TASK TO CARRY OUT – Pull out each line of the entries below that contains the string "shirt". Treat uppercase and lowercase as different.

++++++

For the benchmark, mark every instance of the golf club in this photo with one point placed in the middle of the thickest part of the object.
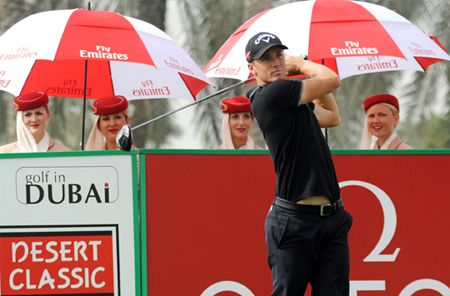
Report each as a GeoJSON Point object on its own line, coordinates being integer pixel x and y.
{"type": "Point", "coordinates": [124, 138]}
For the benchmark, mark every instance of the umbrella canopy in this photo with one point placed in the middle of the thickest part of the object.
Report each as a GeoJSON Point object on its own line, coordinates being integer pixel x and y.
{"type": "Point", "coordinates": [349, 37]}
{"type": "Point", "coordinates": [67, 52]}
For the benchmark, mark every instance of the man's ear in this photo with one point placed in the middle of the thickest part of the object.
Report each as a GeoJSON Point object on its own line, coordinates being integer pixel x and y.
{"type": "Point", "coordinates": [251, 68]}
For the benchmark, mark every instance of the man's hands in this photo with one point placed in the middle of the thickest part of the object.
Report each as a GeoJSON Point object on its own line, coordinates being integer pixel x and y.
{"type": "Point", "coordinates": [293, 65]}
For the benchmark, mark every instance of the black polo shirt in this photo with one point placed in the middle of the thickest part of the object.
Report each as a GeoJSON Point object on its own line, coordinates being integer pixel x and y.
{"type": "Point", "coordinates": [298, 149]}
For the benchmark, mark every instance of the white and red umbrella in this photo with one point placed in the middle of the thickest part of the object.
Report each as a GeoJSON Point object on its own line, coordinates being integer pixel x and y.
{"type": "Point", "coordinates": [65, 52]}
{"type": "Point", "coordinates": [349, 37]}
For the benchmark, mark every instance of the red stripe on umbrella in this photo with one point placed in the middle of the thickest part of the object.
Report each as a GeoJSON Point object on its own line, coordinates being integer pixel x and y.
{"type": "Point", "coordinates": [330, 18]}
{"type": "Point", "coordinates": [93, 35]}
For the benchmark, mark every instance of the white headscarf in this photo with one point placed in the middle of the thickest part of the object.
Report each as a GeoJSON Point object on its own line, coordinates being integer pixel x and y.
{"type": "Point", "coordinates": [26, 141]}
{"type": "Point", "coordinates": [96, 141]}
{"type": "Point", "coordinates": [366, 139]}
{"type": "Point", "coordinates": [227, 141]}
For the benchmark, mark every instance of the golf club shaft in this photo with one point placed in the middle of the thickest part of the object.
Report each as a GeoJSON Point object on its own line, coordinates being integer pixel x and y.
{"type": "Point", "coordinates": [194, 103]}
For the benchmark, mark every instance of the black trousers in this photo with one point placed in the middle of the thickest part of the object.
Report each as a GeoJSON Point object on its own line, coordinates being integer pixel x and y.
{"type": "Point", "coordinates": [308, 248]}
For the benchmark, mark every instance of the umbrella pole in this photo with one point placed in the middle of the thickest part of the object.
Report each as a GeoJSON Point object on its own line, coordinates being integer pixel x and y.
{"type": "Point", "coordinates": [84, 105]}
{"type": "Point", "coordinates": [195, 103]}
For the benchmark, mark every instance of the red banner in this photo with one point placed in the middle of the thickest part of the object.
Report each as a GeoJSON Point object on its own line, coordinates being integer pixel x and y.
{"type": "Point", "coordinates": [205, 223]}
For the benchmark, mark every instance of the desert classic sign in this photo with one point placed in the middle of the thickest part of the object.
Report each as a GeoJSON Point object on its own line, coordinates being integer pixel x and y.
{"type": "Point", "coordinates": [67, 225]}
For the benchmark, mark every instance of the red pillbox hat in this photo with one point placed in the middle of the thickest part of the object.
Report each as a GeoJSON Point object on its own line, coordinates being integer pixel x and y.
{"type": "Point", "coordinates": [236, 104]}
{"type": "Point", "coordinates": [110, 105]}
{"type": "Point", "coordinates": [383, 98]}
{"type": "Point", "coordinates": [31, 100]}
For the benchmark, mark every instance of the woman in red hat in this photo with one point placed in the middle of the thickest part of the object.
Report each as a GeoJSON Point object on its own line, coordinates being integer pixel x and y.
{"type": "Point", "coordinates": [32, 117]}
{"type": "Point", "coordinates": [382, 116]}
{"type": "Point", "coordinates": [236, 124]}
{"type": "Point", "coordinates": [111, 115]}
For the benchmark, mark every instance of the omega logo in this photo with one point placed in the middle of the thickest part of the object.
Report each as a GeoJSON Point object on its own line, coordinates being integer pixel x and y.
{"type": "Point", "coordinates": [389, 227]}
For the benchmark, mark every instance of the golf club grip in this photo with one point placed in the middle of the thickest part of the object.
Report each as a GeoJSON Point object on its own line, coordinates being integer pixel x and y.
{"type": "Point", "coordinates": [195, 103]}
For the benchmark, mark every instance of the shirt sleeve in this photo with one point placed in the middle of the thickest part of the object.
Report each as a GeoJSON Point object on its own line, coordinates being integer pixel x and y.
{"type": "Point", "coordinates": [283, 94]}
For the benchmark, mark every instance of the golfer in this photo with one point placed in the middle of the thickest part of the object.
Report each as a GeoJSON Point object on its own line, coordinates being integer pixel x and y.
{"type": "Point", "coordinates": [236, 123]}
{"type": "Point", "coordinates": [307, 227]}
{"type": "Point", "coordinates": [33, 115]}
{"type": "Point", "coordinates": [382, 116]}
{"type": "Point", "coordinates": [111, 115]}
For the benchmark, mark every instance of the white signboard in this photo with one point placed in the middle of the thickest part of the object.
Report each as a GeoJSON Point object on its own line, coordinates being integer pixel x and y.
{"type": "Point", "coordinates": [67, 224]}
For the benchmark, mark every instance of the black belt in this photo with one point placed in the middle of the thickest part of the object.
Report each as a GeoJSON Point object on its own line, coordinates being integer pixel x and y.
{"type": "Point", "coordinates": [322, 210]}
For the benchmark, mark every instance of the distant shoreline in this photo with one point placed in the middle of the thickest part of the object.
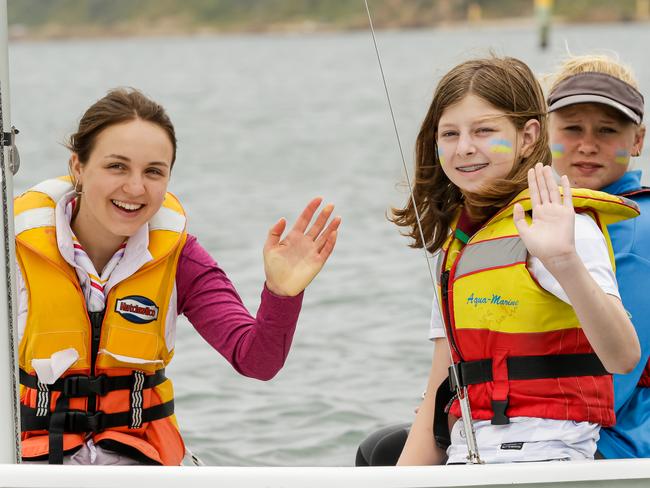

++++++

FULL SOLUTION –
For the benchmark, mark every instance of the black polo shirt in this photo with one point placed in the middle of the thickest part of the object.
For the benchmark, mark every instance of the shirt sleeve in this photo with one point placed in the middle of the thickest part of the object.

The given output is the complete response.